§ **To-do list**
**1)** In the 7-Zip release post, what is the default charset for the new -scc switch?
**2)** Transcribe a portion of the 7-Zip release post. Begin at the words "Try it out!" and stop after "with incorrect headers.".
**3)** Pick up the 7-Zip release post after its final line and keep writing it.

§ **Selected passage**
⟨

# 7-Zip 9.20 Stable is HERE!



## peck1234 (Aug 27, 2008)

The new LZMA2 Algorithm compresses smaller and faster than winrar, as well as decompresses faster than winrar.

Try it out! http://www.7-zip.org/

- 7-Zip now supports LZMA2 compression method.
- 7-Zip now can update solid .7z archives.
- 7-Zip now supports XZ archives.
- 7-Zip now supports PPMd compression in ZIP archives.
- 7-Zip now can unpack NTFS, FAT, VHD, MBR, APM, SquashFS, CramFS, MSLZ archives.
- 7-Zip now can unpack GZip, BZip2, LZMA, XZ and TAR archives from stdin.
- 7-Zip now can unpack some TAR and ISO archives with incorrect headers.
- 7-Zip now supports files that are larger than 8 GB in TAR archives.
- NSIS and WIM support was improved.
- Partial parsing for EXE resources, SWF and FLV.
- The support for archives in installers was improved.
- 7-Zip now stores NTFS file timestamps to ZIP archives.
- Speed optimizations in PPMd codec.
- Speed optimizations in AES code for Intel's 32nm CPUs.
- Speed optimizations in CRC calculation code for Intel's Atom CPUs.
- New -scc{WIN|DOS|UTF-8} switch to specify charset for console input/output (default = DOS).

⟩

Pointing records
⟨

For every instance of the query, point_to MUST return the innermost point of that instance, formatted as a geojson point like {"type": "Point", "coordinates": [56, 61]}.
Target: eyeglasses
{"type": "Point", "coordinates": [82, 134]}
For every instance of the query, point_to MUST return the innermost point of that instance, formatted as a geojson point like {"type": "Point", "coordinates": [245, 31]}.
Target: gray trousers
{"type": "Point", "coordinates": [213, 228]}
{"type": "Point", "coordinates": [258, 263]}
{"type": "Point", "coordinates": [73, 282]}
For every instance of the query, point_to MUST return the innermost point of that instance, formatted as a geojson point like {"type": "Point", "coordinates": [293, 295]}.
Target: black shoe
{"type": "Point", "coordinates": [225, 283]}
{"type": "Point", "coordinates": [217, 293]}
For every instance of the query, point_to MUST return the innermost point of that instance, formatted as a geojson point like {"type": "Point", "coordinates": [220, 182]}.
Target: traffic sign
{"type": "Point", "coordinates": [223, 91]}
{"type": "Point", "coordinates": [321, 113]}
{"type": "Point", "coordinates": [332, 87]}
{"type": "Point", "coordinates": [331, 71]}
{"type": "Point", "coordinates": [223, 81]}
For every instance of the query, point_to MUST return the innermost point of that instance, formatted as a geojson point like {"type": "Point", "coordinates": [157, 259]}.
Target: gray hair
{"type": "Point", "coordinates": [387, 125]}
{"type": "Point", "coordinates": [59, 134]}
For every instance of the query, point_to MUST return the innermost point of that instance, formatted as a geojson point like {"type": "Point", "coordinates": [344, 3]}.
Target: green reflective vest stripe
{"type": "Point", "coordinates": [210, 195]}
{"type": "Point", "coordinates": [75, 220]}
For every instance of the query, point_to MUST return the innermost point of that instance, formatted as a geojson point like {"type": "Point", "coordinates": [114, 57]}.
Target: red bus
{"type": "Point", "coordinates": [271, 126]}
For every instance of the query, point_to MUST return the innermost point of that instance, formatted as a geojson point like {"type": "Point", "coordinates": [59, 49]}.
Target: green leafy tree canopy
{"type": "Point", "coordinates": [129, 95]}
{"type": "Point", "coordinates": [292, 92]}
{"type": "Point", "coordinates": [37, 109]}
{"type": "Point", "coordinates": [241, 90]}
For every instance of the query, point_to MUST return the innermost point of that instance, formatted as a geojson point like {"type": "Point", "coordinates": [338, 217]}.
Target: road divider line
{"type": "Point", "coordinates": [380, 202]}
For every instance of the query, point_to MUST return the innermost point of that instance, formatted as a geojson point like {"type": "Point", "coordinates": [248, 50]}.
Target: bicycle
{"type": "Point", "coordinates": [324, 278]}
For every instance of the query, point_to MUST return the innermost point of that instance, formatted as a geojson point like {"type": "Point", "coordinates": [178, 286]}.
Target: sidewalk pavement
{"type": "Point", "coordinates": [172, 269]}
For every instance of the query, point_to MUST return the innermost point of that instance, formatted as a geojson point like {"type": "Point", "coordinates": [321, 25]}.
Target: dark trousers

⟩

§ **Responses for each task**
**1)** DOS

**2)**
Try it out! http://www.7-zip.org/

- 7-Zip now supports LZMA2 compression method.
- 7-Zip now can update solid .7z archives.
- 7-Zip now supports XZ archives.
- 7-Zip now supports PPMd compression in ZIP archives.
- 7-Zip now can unpack NTFS, FAT, VHD, MBR, APM, SquashFS, CramFS, MSLZ archives.
- 7-Zip now can unpack GZip, BZip2, LZMA, XZ and TAR archives from stdin.
- 7-Zip now can unpack some TAR and ISO archives with incorrect headers.

**3)**
- New -scrc switch to calculate total CRC-32 during extracting / testing.
- New additional "Open archive >" item in context menu allows to select 
archive type for some files.
- It's possible to specify Diff program in options (7-Zip File Manager).
- 7-Zip now can open/copy/compress disk images (like \\.\c from \\.\ folder.
- 7-Zip File Manager now doesn't use temp files to open nested archives 
stored without compression.
- The console version now doesn't show entered password.
- New small SFX module for installers (in Extra package).
- Disk fragmentation problem for ZIP archives created by 7-Zip was fixed.
- Some bugs were fixed.
- New localizations: Hindi, Gujarati, Sanskrit, Tatar, Uyghur, Kazakh.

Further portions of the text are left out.